- PASSAGE -
****************

A 2009 study by the Economic Policy Institute estimates that Obama’s campaign pledge to raise the minimum wage to $9.50 by 2011 would inject $60 billion in additional spending into the economy.
When the federal minimum wage was first enacted in 1938 at the height of the Great Depression, its twin goals were maintaining a wage floor to keep workers out of poverty, and stimulating the consumer spending necessary for economic recovery. President Franklin Roosevelt called for its enactment as “an essential part of economic recovery,” explaining that by increasing the purchasing power of those workers “who have the least of it today, the purchasing power of the Nation as a whole – can be still further increased, (and) other happy results will flow from such an increase.”
Another widely cited study by economists David Card and Alan Krueger found that a higher minimum wage can boost job creation for low-skilled professions, while the Organization for Economic Co-operation and Development recently reported an increase could help reduce, however minutely, the rate of income inequality in the U.S. by pushing up the incomes of the poor.
That could even fortify the economy, according to the Federal Reserve Bank of Chicago, which reports that, for every $1 increase in the minimum wage, spending by households with minimum wage workers increased by $700 per quarter.
The state of Washington has the highest minimum wage in the country at $9.19 an hour. Nineteen states have a minimum wage higher than the federal level, while four have set it below the $7.25 federal standard. Georgia and Wyoming currently have the lowest minimum wages, at $5.15 per hour.
The United States has one of the lowest minimum wages among developed countries, according to the International Labor Organization’s most recent Global Wage Report. With a minimum wage at below 40 percent of the average salary, only Japan and Spain pay their lowest-rung workers less.
Raising the minimum wage and indexing it to inflation,would be one step toward easing the burden on the working poor, according to the Obama administration. But top Republicans, such as House Budget Committee Chairman Paul Ryan and Sen. Marco Rubio, have already clearly expressed their opposition to the plan, relying on the age-old argument that businesses will hire less if they are forced to pay more – even an extra $1.75 per hour. *This is incorrect, outdated ideas, and proven wrong by most economists.
History, however, indicates otherwise. While some studies, such as a 2010 report in the Review of Economics and Statistics, found “no detectable employment losses from the kind of minimum wage increases we have seen in the United States,” those wage increases still benefit those who are currently employed. For instance, the Center for American Progress reports a small pay bump could ultimately pay for itself by boosting worker productivity and reducing turnover and vacancies.

****************

- DATA EXTRACT -
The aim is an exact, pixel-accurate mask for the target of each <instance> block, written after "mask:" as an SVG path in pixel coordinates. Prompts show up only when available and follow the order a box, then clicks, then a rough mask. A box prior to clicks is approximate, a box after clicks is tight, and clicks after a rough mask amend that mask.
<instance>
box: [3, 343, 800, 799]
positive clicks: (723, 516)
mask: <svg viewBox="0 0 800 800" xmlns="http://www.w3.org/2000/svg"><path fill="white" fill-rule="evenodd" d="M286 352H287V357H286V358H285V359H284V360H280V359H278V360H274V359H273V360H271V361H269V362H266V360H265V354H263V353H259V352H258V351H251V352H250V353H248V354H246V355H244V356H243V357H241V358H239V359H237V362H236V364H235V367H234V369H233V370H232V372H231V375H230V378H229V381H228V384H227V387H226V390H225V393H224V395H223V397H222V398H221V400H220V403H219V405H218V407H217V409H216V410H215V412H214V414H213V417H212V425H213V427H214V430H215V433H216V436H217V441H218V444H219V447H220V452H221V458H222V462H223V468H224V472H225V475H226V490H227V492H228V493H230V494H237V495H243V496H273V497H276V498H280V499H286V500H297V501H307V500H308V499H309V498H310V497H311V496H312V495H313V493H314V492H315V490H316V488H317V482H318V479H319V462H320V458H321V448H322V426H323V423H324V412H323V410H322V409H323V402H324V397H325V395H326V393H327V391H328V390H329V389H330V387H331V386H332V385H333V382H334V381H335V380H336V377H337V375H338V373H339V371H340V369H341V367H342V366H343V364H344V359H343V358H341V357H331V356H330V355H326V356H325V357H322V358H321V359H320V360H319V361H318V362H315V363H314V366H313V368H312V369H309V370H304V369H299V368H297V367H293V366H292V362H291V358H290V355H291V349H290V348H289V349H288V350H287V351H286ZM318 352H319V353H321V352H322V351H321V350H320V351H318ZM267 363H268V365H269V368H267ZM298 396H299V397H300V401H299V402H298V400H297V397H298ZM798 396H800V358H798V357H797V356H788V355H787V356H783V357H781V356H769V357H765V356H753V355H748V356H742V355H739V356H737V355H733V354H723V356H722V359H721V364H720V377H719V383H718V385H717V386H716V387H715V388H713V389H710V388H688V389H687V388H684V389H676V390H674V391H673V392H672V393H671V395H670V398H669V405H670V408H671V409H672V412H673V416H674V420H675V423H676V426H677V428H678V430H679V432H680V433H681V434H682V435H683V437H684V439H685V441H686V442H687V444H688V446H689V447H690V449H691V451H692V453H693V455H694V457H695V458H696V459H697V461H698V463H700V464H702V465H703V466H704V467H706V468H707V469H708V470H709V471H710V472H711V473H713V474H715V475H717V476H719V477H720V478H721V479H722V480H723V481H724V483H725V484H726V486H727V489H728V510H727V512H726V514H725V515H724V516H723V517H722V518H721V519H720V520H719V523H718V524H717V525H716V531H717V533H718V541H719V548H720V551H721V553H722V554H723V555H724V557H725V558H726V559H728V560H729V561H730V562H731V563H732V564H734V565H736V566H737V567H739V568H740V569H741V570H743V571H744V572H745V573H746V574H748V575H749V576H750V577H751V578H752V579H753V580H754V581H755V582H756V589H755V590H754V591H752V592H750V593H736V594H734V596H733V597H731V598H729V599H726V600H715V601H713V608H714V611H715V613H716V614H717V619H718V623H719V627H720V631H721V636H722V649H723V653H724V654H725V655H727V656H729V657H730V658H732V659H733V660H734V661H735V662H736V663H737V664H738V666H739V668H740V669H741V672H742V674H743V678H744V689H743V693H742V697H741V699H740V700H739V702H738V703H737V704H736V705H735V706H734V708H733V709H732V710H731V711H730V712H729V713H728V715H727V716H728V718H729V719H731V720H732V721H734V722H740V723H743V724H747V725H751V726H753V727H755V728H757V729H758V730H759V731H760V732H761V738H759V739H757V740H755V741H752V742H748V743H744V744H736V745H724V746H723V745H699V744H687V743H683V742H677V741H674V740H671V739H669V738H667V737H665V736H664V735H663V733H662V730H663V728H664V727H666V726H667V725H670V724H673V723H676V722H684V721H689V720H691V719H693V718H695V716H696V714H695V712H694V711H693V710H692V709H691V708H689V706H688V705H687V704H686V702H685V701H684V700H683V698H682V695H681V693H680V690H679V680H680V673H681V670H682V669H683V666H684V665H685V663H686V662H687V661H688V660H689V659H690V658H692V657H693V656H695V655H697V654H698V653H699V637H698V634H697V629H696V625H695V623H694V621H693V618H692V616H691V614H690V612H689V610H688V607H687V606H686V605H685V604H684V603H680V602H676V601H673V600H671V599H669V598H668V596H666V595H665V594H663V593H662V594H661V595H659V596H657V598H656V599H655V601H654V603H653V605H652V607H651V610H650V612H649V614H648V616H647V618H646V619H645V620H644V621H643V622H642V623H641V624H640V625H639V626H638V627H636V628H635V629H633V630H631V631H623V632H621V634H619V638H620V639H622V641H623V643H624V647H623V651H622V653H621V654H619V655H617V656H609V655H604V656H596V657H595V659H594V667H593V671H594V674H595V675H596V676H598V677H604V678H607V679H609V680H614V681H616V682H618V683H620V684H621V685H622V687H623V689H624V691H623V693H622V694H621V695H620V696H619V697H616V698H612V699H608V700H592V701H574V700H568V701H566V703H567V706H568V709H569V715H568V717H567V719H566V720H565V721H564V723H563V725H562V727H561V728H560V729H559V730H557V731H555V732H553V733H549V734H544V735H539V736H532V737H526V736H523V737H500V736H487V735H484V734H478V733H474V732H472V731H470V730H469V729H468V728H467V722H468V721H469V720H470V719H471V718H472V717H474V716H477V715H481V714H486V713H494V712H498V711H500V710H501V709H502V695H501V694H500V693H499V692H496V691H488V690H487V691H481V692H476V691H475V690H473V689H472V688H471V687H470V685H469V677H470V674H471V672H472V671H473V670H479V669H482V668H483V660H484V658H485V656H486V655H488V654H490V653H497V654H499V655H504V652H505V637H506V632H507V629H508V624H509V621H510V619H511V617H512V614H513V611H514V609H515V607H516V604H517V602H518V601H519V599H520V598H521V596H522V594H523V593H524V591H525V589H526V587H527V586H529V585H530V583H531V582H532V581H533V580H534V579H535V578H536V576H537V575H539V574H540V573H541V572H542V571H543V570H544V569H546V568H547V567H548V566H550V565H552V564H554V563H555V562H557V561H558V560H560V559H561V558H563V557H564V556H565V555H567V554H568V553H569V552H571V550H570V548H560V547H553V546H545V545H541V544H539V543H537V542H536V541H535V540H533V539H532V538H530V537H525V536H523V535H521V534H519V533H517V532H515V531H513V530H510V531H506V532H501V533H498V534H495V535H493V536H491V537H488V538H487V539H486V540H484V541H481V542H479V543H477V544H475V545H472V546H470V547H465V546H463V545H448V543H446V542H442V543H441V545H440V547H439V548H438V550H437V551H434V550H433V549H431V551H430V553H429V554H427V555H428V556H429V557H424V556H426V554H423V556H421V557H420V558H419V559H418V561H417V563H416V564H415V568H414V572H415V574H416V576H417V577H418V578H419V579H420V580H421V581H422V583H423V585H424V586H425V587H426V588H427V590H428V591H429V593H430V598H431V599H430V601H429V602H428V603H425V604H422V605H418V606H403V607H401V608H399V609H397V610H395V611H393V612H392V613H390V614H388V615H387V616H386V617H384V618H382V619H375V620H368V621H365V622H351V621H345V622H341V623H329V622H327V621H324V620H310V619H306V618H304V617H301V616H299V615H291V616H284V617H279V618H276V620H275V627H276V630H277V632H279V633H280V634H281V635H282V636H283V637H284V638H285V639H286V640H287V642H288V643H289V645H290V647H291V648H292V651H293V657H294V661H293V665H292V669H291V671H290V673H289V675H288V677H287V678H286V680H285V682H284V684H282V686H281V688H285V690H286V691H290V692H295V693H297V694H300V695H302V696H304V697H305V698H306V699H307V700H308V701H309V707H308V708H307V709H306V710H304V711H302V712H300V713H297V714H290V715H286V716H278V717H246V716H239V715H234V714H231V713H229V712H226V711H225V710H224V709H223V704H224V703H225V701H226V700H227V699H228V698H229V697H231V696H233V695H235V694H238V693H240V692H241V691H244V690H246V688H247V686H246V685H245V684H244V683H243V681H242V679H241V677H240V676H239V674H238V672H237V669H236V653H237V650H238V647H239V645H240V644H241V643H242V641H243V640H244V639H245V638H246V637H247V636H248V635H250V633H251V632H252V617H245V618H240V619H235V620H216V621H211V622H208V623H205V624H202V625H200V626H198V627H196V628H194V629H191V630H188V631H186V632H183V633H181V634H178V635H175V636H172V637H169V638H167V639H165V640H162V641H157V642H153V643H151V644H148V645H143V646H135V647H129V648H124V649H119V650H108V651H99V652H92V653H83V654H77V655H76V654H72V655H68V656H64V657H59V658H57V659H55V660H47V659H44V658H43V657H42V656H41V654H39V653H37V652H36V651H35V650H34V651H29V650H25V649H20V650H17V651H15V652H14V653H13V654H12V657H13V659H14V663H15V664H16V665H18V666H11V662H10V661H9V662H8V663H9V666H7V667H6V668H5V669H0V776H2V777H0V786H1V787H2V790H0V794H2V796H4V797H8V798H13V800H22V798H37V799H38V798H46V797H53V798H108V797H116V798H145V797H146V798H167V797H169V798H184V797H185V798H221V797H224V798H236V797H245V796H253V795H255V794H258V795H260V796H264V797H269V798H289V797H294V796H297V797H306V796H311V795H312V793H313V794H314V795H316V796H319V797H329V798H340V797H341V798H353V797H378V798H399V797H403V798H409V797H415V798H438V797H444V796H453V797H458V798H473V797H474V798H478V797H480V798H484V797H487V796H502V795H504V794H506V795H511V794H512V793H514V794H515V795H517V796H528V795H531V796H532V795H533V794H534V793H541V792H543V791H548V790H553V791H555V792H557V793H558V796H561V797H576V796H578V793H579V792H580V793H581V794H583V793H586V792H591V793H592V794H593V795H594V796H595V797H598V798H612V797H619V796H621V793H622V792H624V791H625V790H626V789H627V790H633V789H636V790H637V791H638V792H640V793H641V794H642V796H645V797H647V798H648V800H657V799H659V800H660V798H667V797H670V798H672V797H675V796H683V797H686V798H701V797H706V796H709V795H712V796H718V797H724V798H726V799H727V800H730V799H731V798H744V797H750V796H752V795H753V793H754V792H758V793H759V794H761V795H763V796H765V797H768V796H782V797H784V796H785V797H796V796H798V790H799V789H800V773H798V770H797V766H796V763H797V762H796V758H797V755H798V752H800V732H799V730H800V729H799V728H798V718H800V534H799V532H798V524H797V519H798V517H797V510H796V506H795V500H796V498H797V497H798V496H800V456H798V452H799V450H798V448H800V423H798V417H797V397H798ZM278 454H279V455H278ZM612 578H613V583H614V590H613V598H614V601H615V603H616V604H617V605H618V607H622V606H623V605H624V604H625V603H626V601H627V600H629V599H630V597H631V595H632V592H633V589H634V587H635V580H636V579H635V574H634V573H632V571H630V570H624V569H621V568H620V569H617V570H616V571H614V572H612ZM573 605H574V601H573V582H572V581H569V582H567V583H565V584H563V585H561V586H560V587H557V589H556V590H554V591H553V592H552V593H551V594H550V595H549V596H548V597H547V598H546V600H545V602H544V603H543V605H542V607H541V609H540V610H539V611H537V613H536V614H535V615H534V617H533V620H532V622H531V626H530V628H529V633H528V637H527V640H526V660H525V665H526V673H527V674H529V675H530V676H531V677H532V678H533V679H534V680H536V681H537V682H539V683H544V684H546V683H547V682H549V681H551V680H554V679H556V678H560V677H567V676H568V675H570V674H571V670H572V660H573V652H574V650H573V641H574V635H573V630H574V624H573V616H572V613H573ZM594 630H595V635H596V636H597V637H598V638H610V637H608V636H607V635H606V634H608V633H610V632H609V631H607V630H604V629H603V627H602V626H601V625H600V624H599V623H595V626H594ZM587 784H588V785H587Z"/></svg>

****************

- REQUIRED WORK -
1/ Answer these questions using the minimum wage passage, one line each:
(a) In what year was the federal minimum wage first enacted?
(b) Which state has the highest minimum wage in the country, and what is that wage?
(c) According to the Federal Reserve Bank of Chicago, by how much did spending per quarter by households with minimum wage workers increase for every $1 increase in the minimum wage?
2/ Write out the records word for word, starting at their first line and stopping after the line that contains "positive clicks: (723, 516)".

- SOLUTION LIST -
1/
(a) 1938
(b) Washington, at $9.19 an hour
(c) $700 per quarter

2/
The aim is an exact, pixel-accurate mask for the target of each <instance> block, written after "mask:" as an SVG path in pixel coordinates. Prompts show up only when available and follow the order a box, then clicks, then a rough mask. A box prior to clicks is approximate, a box after clicks is tight, and clicks after a rough mask amend that mask.
<instance>
box: [3, 343, 800, 799]
positive clicks: (723, 516)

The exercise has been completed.